[Annotated coordinate records]

— begin —

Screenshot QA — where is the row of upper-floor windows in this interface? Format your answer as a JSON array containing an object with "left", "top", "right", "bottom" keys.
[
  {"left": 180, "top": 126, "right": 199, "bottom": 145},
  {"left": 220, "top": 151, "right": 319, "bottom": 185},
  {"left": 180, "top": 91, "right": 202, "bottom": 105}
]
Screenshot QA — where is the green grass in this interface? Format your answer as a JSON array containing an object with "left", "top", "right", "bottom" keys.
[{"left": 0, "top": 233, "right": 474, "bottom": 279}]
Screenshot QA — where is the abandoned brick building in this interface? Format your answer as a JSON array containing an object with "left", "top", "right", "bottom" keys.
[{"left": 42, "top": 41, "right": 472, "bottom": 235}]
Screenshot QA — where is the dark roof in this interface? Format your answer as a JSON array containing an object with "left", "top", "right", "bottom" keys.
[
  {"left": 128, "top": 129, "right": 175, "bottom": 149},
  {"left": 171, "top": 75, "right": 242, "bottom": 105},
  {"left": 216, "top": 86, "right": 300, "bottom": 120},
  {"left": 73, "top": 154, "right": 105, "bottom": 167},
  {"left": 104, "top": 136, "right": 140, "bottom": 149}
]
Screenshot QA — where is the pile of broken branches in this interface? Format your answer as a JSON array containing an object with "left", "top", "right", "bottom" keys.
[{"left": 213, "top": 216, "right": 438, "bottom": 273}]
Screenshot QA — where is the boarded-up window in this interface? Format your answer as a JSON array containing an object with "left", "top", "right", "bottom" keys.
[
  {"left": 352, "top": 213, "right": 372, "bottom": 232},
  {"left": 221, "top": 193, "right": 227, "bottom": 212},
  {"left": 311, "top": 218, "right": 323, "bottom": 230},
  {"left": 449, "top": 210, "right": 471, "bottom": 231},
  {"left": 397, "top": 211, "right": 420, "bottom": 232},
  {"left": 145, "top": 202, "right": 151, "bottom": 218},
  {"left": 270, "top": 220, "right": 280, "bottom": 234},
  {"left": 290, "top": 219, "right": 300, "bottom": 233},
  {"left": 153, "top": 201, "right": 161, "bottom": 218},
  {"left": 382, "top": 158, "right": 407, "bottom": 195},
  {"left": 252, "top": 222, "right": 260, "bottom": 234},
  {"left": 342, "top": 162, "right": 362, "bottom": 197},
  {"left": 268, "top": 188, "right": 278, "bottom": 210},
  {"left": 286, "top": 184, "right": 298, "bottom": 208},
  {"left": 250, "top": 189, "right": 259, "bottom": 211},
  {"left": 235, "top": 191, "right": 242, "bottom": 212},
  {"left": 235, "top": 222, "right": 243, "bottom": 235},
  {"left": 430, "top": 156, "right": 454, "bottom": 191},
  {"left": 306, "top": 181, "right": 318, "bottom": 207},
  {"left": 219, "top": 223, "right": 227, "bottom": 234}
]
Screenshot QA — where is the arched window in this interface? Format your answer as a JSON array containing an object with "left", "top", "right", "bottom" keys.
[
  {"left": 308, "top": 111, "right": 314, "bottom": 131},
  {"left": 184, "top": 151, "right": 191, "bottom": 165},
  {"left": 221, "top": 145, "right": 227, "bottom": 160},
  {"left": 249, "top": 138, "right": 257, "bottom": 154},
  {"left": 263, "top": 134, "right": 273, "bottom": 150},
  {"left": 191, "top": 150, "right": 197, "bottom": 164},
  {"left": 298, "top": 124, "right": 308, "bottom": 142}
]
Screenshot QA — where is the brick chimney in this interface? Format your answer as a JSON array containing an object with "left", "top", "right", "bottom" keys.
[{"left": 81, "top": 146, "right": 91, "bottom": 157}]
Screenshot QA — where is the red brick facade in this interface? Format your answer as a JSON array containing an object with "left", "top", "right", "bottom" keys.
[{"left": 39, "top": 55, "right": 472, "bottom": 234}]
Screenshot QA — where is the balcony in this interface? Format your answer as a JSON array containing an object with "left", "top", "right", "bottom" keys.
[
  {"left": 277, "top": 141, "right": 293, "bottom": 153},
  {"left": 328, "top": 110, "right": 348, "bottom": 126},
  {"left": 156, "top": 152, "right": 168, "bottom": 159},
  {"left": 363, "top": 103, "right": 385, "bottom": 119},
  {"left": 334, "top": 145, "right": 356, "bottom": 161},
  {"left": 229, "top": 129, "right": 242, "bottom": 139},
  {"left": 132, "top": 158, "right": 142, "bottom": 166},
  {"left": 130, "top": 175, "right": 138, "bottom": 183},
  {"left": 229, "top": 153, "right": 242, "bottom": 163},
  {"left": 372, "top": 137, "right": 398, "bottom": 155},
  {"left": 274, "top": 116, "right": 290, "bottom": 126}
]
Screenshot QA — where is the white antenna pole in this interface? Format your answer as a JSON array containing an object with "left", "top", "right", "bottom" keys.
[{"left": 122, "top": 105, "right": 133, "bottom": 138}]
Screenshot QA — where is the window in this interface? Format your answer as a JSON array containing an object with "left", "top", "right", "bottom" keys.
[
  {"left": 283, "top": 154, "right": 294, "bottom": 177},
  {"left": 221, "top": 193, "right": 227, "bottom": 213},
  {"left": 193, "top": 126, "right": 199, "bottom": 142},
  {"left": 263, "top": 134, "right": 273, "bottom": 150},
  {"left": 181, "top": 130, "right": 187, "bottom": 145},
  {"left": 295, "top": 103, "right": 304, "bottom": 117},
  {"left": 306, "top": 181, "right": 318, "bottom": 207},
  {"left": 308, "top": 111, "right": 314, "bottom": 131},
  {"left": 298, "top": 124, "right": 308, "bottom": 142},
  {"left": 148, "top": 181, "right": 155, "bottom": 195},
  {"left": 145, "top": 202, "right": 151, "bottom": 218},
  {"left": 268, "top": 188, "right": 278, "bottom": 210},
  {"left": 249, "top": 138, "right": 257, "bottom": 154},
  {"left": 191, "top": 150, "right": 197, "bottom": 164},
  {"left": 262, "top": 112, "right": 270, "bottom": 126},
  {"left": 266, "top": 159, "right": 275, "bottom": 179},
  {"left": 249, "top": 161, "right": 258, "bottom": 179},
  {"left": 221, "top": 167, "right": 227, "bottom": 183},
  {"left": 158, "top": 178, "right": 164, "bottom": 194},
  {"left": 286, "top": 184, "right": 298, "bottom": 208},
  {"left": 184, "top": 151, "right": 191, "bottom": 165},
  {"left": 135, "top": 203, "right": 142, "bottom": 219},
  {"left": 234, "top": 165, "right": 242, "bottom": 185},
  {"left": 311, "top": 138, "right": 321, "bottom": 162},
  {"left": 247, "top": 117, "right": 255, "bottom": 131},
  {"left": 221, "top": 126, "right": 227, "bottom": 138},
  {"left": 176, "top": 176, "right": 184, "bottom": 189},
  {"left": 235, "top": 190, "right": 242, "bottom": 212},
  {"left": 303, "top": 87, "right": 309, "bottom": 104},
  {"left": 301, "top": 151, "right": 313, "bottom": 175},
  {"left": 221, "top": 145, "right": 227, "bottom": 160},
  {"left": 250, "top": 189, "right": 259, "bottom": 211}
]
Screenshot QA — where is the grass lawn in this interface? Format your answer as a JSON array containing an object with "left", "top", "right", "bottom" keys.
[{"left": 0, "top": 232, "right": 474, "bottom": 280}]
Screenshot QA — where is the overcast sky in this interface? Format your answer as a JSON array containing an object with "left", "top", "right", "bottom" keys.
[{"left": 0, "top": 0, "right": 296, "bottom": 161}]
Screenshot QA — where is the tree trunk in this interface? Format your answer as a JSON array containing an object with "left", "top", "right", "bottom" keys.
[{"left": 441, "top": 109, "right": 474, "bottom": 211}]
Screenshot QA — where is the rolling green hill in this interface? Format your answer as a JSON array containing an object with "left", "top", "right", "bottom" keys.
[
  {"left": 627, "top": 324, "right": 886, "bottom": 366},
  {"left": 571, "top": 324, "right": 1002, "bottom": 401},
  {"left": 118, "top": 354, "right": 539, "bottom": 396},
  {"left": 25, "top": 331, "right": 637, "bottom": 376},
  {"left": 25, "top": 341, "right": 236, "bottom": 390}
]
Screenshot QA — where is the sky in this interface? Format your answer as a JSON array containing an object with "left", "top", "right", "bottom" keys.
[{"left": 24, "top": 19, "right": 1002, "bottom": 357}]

— end —

Task brief:
Can you return, character for character, every line from the one containing "Screenshot QA — where is the rolling" down through the end of the items, with both ends included?

The response:
Screenshot QA — where is the rolling green hill in this interface? Format your answer as a JSON array containing an object with "left", "top", "right", "bottom" keys.
[
  {"left": 627, "top": 324, "right": 886, "bottom": 366},
  {"left": 571, "top": 324, "right": 1002, "bottom": 401},
  {"left": 118, "top": 354, "right": 539, "bottom": 396},
  {"left": 25, "top": 331, "right": 637, "bottom": 376},
  {"left": 25, "top": 341, "right": 236, "bottom": 390}
]
Screenshot QA — where is the sky in this interface? Format your answer as a JSON array containing an object with "left", "top", "right", "bottom" keys.
[{"left": 24, "top": 19, "right": 1002, "bottom": 357}]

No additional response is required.